§ Description of the task
Restate the following entries exactly, including every line.

§ Stored data entries
-=-=-

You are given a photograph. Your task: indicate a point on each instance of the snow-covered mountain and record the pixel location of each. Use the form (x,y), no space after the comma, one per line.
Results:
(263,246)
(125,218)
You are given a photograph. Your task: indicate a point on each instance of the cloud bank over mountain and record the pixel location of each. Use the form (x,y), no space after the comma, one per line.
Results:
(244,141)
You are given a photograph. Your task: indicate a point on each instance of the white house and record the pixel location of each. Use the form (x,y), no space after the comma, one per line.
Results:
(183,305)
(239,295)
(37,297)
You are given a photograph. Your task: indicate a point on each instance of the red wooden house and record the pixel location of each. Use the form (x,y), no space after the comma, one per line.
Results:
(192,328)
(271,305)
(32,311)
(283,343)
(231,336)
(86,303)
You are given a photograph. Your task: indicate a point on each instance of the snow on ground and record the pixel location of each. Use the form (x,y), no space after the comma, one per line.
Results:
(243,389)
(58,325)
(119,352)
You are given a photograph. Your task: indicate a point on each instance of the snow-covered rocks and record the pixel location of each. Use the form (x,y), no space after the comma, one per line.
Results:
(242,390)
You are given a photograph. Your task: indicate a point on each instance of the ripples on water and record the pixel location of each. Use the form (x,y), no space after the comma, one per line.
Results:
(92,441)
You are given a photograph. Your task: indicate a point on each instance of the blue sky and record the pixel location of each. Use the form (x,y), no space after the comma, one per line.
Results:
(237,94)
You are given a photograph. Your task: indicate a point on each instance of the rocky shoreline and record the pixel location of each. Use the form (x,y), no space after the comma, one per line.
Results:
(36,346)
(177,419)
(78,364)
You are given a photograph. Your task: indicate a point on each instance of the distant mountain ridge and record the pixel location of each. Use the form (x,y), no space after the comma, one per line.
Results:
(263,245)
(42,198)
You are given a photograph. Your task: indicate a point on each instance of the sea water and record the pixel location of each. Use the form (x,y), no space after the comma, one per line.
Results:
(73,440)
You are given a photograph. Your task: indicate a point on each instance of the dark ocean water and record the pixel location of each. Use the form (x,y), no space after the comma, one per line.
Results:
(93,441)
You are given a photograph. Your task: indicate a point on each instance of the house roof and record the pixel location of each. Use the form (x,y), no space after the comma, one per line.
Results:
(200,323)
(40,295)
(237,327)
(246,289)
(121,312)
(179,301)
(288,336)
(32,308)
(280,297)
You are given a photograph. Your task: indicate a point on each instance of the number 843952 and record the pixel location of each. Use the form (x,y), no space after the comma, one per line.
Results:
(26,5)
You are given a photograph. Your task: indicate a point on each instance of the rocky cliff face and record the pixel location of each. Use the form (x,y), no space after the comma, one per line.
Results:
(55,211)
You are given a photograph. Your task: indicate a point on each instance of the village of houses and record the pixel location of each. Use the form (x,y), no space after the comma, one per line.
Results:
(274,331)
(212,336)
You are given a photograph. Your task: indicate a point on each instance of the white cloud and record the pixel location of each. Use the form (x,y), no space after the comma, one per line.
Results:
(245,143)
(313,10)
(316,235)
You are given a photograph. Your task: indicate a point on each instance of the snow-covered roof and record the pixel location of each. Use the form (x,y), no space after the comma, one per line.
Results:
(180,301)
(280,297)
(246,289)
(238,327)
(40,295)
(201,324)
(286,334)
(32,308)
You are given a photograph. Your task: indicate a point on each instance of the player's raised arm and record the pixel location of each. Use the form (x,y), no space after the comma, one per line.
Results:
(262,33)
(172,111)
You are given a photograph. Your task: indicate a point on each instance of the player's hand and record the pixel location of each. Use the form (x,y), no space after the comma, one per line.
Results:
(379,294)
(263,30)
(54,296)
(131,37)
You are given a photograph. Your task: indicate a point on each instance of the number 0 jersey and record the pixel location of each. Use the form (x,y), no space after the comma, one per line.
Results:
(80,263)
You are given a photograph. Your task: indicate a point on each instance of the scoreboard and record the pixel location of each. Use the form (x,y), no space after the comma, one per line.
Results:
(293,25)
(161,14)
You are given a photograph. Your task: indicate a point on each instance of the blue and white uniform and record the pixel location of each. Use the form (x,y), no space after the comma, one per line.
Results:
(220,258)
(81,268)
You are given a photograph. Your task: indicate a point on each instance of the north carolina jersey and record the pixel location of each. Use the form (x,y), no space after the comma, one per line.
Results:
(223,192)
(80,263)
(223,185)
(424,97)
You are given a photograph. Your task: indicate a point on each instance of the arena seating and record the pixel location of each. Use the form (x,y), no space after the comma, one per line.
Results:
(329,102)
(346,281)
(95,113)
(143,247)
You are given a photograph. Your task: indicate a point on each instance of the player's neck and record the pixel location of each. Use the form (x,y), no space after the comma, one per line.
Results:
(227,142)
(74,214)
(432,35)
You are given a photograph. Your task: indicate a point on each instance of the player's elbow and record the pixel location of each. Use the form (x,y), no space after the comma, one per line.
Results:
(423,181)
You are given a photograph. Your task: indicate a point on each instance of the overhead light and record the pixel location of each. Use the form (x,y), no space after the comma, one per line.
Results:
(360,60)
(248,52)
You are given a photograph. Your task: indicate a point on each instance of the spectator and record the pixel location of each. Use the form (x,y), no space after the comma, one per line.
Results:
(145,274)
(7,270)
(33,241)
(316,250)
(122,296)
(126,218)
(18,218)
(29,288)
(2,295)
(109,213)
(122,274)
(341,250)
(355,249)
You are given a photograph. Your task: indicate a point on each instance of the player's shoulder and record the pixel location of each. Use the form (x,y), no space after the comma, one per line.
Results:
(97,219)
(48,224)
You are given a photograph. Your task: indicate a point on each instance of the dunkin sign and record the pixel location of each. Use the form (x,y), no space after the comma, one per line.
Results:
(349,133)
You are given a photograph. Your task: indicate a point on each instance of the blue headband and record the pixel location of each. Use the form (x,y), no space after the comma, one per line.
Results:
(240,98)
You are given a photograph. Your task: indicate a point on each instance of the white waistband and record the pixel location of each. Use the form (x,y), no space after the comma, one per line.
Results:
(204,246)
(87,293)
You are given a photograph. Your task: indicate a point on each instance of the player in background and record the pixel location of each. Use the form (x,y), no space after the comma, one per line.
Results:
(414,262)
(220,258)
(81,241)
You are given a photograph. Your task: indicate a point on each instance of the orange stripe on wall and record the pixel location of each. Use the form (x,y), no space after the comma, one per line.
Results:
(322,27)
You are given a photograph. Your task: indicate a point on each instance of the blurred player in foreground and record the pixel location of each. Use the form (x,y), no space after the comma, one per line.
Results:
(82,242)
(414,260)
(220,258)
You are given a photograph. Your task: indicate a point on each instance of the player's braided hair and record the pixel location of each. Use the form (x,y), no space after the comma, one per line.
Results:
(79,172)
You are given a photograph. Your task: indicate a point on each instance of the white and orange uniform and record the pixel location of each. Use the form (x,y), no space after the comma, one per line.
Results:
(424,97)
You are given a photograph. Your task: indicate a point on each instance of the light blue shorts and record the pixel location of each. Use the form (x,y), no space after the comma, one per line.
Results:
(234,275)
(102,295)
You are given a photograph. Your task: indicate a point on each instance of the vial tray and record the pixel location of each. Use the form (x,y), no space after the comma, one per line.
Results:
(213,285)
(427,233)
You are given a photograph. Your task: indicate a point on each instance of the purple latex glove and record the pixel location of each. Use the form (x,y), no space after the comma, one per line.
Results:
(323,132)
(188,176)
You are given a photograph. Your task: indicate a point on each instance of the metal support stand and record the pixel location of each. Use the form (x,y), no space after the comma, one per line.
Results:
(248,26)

-=-=-

§ Response area
You are given a photograph. Your task: indicate a point on each instance of the snow-covered mountain and record the pixel location of each. Use the form (x,y), no space after the comma, one per line.
Results:
(263,246)
(125,218)
You are given a photograph. Your task: indicate a point on each instance of the cloud bank over mountain and record the pixel location of each. Use the form (x,y), no space after the comma, one per line.
Results:
(244,141)
You are given a photograph. Your task: indicate a point on each instance of the white house and record the pixel location of each. Use the form (x,y), no space after the comma, one per line.
Results:
(183,305)
(239,295)
(37,297)
You are given a photograph. Your task: indicate a point on each instance of the red wooden house and record the pixel location of each. Use the form (x,y), no space after the comma, one per line.
Results:
(192,328)
(271,305)
(32,311)
(283,343)
(231,336)
(86,303)
You are given a photograph. Your task: indicate a point on each instance of the snow on ground and record the pixel location of each. Use the form (x,y), no space after the comma, one per line.
Results:
(243,389)
(58,325)
(119,352)
You are given a photograph. Your task: indicate a point on each instance of the snow-covered rocks and record the pixel location of each. Use the form (x,y), no space after the comma, one per line.
Results:
(242,390)
You are given a photograph. Your task: indicate a point on each instance of the ripples on water and record the pixel location of each. Use the form (x,y), no space after the comma, one per line.
Results:
(92,441)
You are given a photograph. Your task: indicate a point on each instance of the blue sky and record the pixel location of each. Use the form (x,y), no space after the comma, one per line.
Results:
(237,94)
You are given a photograph. Your task: indicate a point on each instance of the rocky shoreline and record the pixel location of each. Use the form (x,y), no space after the comma, one per line.
Results:
(36,346)
(177,419)
(78,364)
You are given a photograph. Your task: indicate a point on each instance of the distant mountain ridge and record the pixel location of each. Use the form (x,y), no space after the comma, one per line.
Results:
(263,245)
(42,198)
You are given a photograph. Your task: indicate a point on each instance of the sea water and record the pixel location of each. Use the form (x,y), no space after the comma, one per line.
Results:
(73,440)
You are given a photograph. Your task: indicate a point on each instance of the dark ocean water and record the pixel location of each. Use the form (x,y), no space after the comma, one per line.
Results:
(93,441)
You are given a photograph. Your task: indicate a point on each instance of the house roof and record the pixel location of each. Use the form (x,y), no space after the comma, one per line.
Results:
(200,323)
(40,295)
(237,327)
(246,289)
(121,312)
(179,301)
(288,336)
(32,308)
(280,297)
You are given a photograph. Your task: indicate a point on each instance of the number 843952 and record the pixel location of each. Use the form (x,y), no space after the comma, one per line.
Results:
(26,5)
You are given a photograph. Your task: indicate a point on each instance of the rocky cliff face and record the pixel location of each. Use the form (x,y), no space after the comma, one per line.
Results:
(55,211)
You are given a photograph. Your task: indicate a point on each instance of the village of houses and record the pixel location of each. Use the form (x,y), no space after the comma, one per line.
Results:
(274,331)
(212,336)
You are given a photograph. Your task: indicate a point on each instance of the white cloud and record the pixel location of each. Use the form (x,y), no space after the comma, one per line.
Results:
(245,143)
(313,10)
(316,235)
You are given a photograph. Your task: indicate a point on each instance of the snow-covered roof and record the pixel location of each. Use the form (x,y), no space after the comma, one per line.
Results:
(180,301)
(280,297)
(246,289)
(238,327)
(40,295)
(201,324)
(286,334)
(32,308)
You are given a photograph. Your task: indicate a point on each instance of the player's raised arm and record the pixel location of each. Use the form (x,y), no space after the comma, one per line.
Results:
(262,33)
(172,111)
You are given a photograph. Your task: indicate a point on each instance of the player's hand and record the pixel location of each. Use the form (x,y), no space after the comma, one per line.
Results:
(379,294)
(263,30)
(54,296)
(131,37)
You are given a photograph. Your task: indicate a point on each instance of the number 0 jersey and record the pixel location of each. Use the form (x,y), no space after the comma, one per line.
Results:
(80,263)
You are given a photograph. Your task: indicate a point on each instance of the scoreboard and record the pixel location of each. Use the form (x,y), no space after the comma, one per line.
Results:
(293,25)
(161,14)
You are given a photograph. Your task: indicate a point on each instance of the blue and white uniform and record the pixel location of each. Use the form (x,y), no space after the comma, one per line.
Results:
(220,258)
(81,268)
You are given a photograph. Your task: indicate a point on each instance of the north carolina jersey and record the pixel location of each. Use the form (x,y), no space after the comma, one per line.
Results:
(223,192)
(80,263)
(223,185)
(424,97)
You are given a photograph. Your task: indicate a point on each instance of the arena seating and record the pixel location of each. Use the form (x,y), no space after the comma, one per line.
Results:
(329,102)
(346,281)
(95,113)
(143,247)
You are given a photograph. Your task: indicate a point on each instance of the player's neck and record the pixel location of each. Use the form (x,y), no space after the comma, one per line.
Results:
(227,142)
(74,214)
(432,35)
You are given a photograph. Your task: indicate a point on each instance of the player's elbow and record the pixel location of each. Use the form (x,y), no space after the comma, one per line.
Results:
(423,181)
You are given a photograph. Your task: indicate a point on each instance of the overhead light and record the pixel location of each. Use the form (x,y), no space after the comma, one per line.
Results:
(360,60)
(248,52)
You are given a photograph. Your task: indicate a point on each instance of the spectator and record the pixel location of each. Use the form (x,y), no space after the comma, one per line.
Results:
(145,274)
(7,270)
(33,241)
(316,250)
(122,296)
(126,218)
(18,218)
(29,288)
(2,295)
(109,213)
(122,274)
(341,250)
(355,249)
You are given a photograph. Your task: indicate a point on each instance of the player's shoulder and record the pixel location of each. Use the form (x,y), no space after the comma, one per line.
Results:
(97,219)
(48,224)
You are given a photograph. Your task: indicate a point on each instance of the dunkin sign and record the pixel location of each. Use the form (x,y), no space after the comma, one per line.
Results:
(349,133)
You are given a photograph. Your task: indicate a point on each instance of the blue headband and record the pixel location of each. Use the form (x,y), no space after the comma, one per line.
Results:
(240,98)
You are given a photograph. Your task: indicate a point on each instance of the white waistband and record the pixel location of each. Use the form (x,y), no space after the comma, one per line.
Results:
(204,246)
(87,293)
You are given a photograph. Your task: indicate a point on each instance of the player in background and record the pixel location of each. Use the form (x,y), no space after the comma, one per line.
Results:
(414,262)
(220,258)
(81,241)
You are given a photograph. Your task: indicate a point on each instance of the orange stripe on wall and record the pixel location of each. Use the form (x,y), no space after the comma, one per line.
Results:
(322,27)
You are given a photograph. Your task: indicate a point on each instance of the blurred player in foreground and record the pixel location of each. Use the form (x,y), no space after the comma, one per line.
Results:
(82,242)
(414,260)
(220,258)
You are given a photograph. Your task: indicate a point on each instance of the player's braided hair and record the pixel location of each. Use the form (x,y), no space after the comma, one per line.
Results:
(79,172)
You are given a photograph. Your task: indicate a point on each instance of the white and orange uniform and record the pixel location of each. Use the form (x,y), no space after the comma, one per line.
Results:
(424,97)
You are given a photograph. Your task: indicate a point on each instance of the light blue shorts and record the pixel location of each. Use the form (x,y), no space after the comma, one per line.
Results:
(234,275)
(102,295)
You are given a photograph. Your task: indicate a point on each instance of the vial tray and record the pixel location of each. Use the form (x,y), no space after the comma, one per line.
Results:
(213,285)
(427,233)
You are given a photograph. Your task: indicate a point on each instance of the purple latex glove and record the pixel location of each. Use the form (x,y), no space after the comma, one per line.
Results:
(323,132)
(188,176)
You are given a photograph. Your task: indicate a point on each instance of the metal support stand and record the pixel location of each. Use the form (x,y), no space after the comma, one per line.
Results:
(248,26)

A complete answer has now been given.